-------- PASSAGE SHOWN

Machine learning models are rapidly approaching or surpassing human performance on many metrics. In comparison, neuroscience is progressing at a slow pace. To reach the research velocity possible in software paradigms, we highlight a potential path to high-quality emulations of the brains of key model organisms such as the roundworm Caenorhabditis elegans, the zebrafish Danio rerio, and the mouse Mus musculus.

Notably, multiple required technologies are rapidly improving. Firstly, high-resolution imaging of neuronal structure and connectivity in light microscopy or electron microscopy. Connectomics has progressed from mapping the brain of a 302-neuron nematode C. elegans to a complete adult fruit fly brain reconstruction containing approximately 140,000 neurons. Required reconstruction and proofreading cost per reconstructed neuron has fallen from roughly $16,500 to approximately $100 for zebrafish larvae.

Secondly, functional imaging has improved drastically, approaching high-resolution imaging of entire brains in the young zebrafish and cortical sections in mice containing up to 1 million neurons.

Thirdly, simulation capabilities have progressed far. Detailed emulated models of neurons and synapses are available, ranging from simple proxies to biologically accurate neurons. Under pessimistic assumptions we estimate that real-time human brain emulations require roughly 6×1020 FLOP/s of compute, 700 GB memory storage per GPU, and 24 GB/s interconnect bandwidth. Mid-2020s AI clusters reach 4×1020 FLOP/s, 180 GB memory per GPU, and 1.8 TB/s interconnect, with large investments into larger clusters ongoing.

----------------

WORK REQUEST 1:
Answer these questions using the brain-emulation passage:
(a) How many neurons does the brain of the nematode C. elegans have?
(b) For zebrafish larvae, about how much does reconstruction and proofreading now cost per reconstructed neuron?
(c) How many neurons can the cortical sections in mice reached by functional imaging contain?
WORK REQUEST 2:
Repeat the brain-emulation passage starting with "Thirdly, simulation capabilities" and going on through "larger clusters ongoing.", and swap "AI clusters" for "computing clusters".
WORK REQUEST 3:
Supply the next part of the passage on brain emulation, picking up after its last sentence.
The records that come next have nothing to do with the brain-emulation passage.

-------- LISTED ENTRIES

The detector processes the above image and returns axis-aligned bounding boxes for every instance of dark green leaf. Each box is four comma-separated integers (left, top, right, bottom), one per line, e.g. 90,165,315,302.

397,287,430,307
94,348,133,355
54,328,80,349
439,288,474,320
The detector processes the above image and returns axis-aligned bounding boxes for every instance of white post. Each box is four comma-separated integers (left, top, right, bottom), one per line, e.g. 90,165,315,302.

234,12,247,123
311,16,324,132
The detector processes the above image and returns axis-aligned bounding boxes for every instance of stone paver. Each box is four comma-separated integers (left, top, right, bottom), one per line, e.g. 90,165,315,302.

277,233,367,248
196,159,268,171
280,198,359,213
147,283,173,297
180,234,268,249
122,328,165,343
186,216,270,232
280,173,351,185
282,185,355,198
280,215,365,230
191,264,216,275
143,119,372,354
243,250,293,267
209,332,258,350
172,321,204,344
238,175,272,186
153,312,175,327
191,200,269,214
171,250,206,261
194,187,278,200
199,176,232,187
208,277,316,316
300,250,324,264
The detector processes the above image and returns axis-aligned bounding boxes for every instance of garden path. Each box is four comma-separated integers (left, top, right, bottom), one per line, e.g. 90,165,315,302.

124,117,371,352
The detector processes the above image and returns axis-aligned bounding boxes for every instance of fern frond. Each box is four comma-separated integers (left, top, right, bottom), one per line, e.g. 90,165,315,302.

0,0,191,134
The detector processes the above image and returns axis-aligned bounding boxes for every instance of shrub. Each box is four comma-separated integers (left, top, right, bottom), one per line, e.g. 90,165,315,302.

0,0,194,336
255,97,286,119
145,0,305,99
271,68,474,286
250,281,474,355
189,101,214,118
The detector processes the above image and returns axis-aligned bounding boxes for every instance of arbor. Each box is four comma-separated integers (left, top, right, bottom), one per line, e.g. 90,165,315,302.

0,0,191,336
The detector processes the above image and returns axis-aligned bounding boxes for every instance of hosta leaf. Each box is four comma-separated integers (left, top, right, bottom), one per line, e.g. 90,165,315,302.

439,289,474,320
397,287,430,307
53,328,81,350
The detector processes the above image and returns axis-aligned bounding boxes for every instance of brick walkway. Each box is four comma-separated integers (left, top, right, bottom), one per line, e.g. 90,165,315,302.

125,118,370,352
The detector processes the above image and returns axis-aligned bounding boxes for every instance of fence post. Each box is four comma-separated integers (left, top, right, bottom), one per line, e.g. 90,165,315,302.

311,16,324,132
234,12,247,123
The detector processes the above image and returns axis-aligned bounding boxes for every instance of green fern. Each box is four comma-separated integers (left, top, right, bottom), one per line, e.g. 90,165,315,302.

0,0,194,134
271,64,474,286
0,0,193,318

----------------

OUTPUT 1:
(a) 302 neurons.
(b) Approximately $100.
(c) Up to 1 million neurons.

OUTPUT 2:
Thirdly, simulation capabilities have progressed far. Detailed emulated models of neurons and synapses are available, ranging from simple proxies to biologically accurate neurons. Under pessimistic assumptions we estimate that real-time human brain emulations require roughly 6×1020 FLOP/s of compute, 700 GB memory storage per GPU, and 24 GB/s interconnect bandwidth. Mid-2020s computing clusters reach 4×1020 FLOP/s, 180 GB memory per GPU, and 1.8 TB/s interconnect, with large investments into larger clusters ongoing.

OUTPUT 3:
Early emulation attempts are already running. Recent progress includes benchmarking-focused emulations of zebrafish brains, an entire mouse cortex, and incomplete simulations as large as 80 billion neurons, beginning to reach human-scale requirements.

Rigorous, detailed, and biologically accurate emulations of multiple model organisms are surprisingly tractable. C. elegans, larval zebrafish, and Drosophila present compelling near-term targets where structural, functional, and molecular datasets are attainable. Progress in these organisms can drive the development of technologies and structure-to-function mapping methods required to scale up brain emulation work to larger organisms, including eventually human-scale emulations.